* _EXERCISE BRIEF_
Write the material out again, line by line, exactly as it is.

━━━━━ THE INPUT ━━━━━

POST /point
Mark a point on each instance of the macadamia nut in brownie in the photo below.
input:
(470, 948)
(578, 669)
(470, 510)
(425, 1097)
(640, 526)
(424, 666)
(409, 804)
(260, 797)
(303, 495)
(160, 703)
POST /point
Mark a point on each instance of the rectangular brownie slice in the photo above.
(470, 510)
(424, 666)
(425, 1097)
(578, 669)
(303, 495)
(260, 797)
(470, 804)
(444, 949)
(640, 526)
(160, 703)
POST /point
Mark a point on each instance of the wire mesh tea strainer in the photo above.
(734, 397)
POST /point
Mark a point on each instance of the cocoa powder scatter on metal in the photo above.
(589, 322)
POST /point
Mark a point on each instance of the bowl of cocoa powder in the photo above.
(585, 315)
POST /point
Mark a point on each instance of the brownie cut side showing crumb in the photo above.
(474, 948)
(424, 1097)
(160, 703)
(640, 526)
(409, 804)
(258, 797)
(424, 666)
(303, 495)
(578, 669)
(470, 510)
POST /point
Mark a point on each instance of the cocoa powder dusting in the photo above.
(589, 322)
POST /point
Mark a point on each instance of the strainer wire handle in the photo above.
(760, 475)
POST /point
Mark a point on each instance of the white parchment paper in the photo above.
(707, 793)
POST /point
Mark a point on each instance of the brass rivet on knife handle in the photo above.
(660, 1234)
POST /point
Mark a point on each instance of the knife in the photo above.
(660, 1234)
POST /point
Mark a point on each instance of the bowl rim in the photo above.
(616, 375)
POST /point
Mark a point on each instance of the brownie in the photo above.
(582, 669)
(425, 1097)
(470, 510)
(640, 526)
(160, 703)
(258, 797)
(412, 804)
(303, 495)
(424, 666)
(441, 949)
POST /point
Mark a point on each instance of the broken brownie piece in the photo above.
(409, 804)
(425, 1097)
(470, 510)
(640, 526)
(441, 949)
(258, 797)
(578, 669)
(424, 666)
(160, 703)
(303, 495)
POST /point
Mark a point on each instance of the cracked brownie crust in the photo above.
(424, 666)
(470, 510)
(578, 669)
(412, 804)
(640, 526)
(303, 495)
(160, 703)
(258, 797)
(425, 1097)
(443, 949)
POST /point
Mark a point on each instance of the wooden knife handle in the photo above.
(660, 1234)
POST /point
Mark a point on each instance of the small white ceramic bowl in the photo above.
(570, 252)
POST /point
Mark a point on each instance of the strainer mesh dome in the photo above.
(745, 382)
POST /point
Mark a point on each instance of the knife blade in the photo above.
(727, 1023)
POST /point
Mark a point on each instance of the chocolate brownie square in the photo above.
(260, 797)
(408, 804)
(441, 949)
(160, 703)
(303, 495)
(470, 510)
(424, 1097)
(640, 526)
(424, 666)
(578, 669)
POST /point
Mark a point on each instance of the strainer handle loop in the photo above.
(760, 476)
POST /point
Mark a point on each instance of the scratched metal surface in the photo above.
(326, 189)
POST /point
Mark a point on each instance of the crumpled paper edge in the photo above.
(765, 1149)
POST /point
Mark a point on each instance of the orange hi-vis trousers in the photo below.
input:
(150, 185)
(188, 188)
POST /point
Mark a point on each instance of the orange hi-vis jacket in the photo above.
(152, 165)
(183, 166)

━━━━━

* _SOLVED EXERCISE_
POST /point
Mark a point on each instance of the macadamia nut in brownie in the photo below.
input:
(470, 948)
(578, 669)
(470, 510)
(425, 1097)
(640, 526)
(424, 666)
(409, 804)
(260, 797)
(303, 495)
(160, 703)
POST /point
Mark a point on each instance of the rectangular brownie slice in the photo above.
(470, 510)
(424, 666)
(425, 1097)
(578, 669)
(303, 495)
(260, 797)
(470, 804)
(444, 949)
(640, 526)
(160, 703)
POST /point
Mark a point on each instance of the wire mesh tea strainer in the photo above.
(734, 397)
POST /point
Mark a point on each instance of the cocoa powder scatter on metal in the photo above.
(589, 322)
POST /point
Mark a point on each instance of the bowl of cocoa powder in the photo above.
(585, 315)
POST /point
Mark a point on each instance of the brownie cut side showing crumb in the photo above.
(474, 948)
(424, 1097)
(160, 703)
(640, 526)
(409, 804)
(258, 797)
(424, 666)
(303, 495)
(578, 669)
(470, 510)
POST /point
Mark a point on each instance of the cocoa powder dusting in the photo above.
(589, 322)
POST /point
Mark a point on each instance of the strainer wire handle in the photo above.
(760, 475)
POST /point
Mark a point on each instance of the white parchment paper in the photo above.
(707, 793)
POST /point
Mark a point on each instance of the brass rivet on knife handle in the photo above.
(660, 1234)
POST /point
Mark a point on each instance of the knife in the photo above.
(660, 1234)
POST /point
Mark a point on each instance of the bowl rim in the photo above.
(616, 375)
POST /point
Mark a point on each instance of the brownie in the photo above.
(582, 669)
(425, 1097)
(470, 510)
(640, 526)
(160, 703)
(258, 797)
(412, 804)
(303, 495)
(424, 666)
(441, 949)
POST /point
Mark a point on each instance of the broken brownie piece in the photo above.
(409, 804)
(425, 1097)
(470, 510)
(640, 526)
(441, 949)
(258, 797)
(578, 669)
(424, 666)
(160, 703)
(303, 495)
POST /point
Mark a point on each instance of the cracked brownie crust in the photo above.
(424, 666)
(470, 510)
(578, 669)
(412, 804)
(640, 526)
(303, 495)
(160, 703)
(258, 797)
(425, 1097)
(443, 949)
POST /point
Mark a point on each instance of the wooden knife handle in the photo above.
(660, 1234)
POST /point
Mark a point on each instance of the small white ceramic bowl in the photo above.
(570, 252)
POST /point
Mark a point on each instance of the strainer mesh dome in the photo above.
(745, 382)
POST /point
Mark a point on each instance of the knife blade in the photo above.
(727, 1023)
POST /point
Mark a point on each instance of the chocolate brownie square in the photo above.
(260, 797)
(408, 804)
(441, 949)
(160, 703)
(303, 495)
(470, 510)
(424, 1097)
(640, 526)
(424, 666)
(578, 669)
POST /point
Mark a point on each instance of the strainer handle loop in the photo above.
(760, 476)
POST /point
Mark a point on each instance of the scratched metal surface in the photo above.
(326, 189)
POST /point
Mark a point on each instance of the crumpled paper edge in the photo above.
(765, 1149)
POST /point
Mark a point on each instance of the orange hi-vis trousers in the photo below.
input:
(150, 185)
(188, 188)
POST /point
Mark a point on each instance of the orange hi-vis jacket in the photo above.
(152, 165)
(183, 166)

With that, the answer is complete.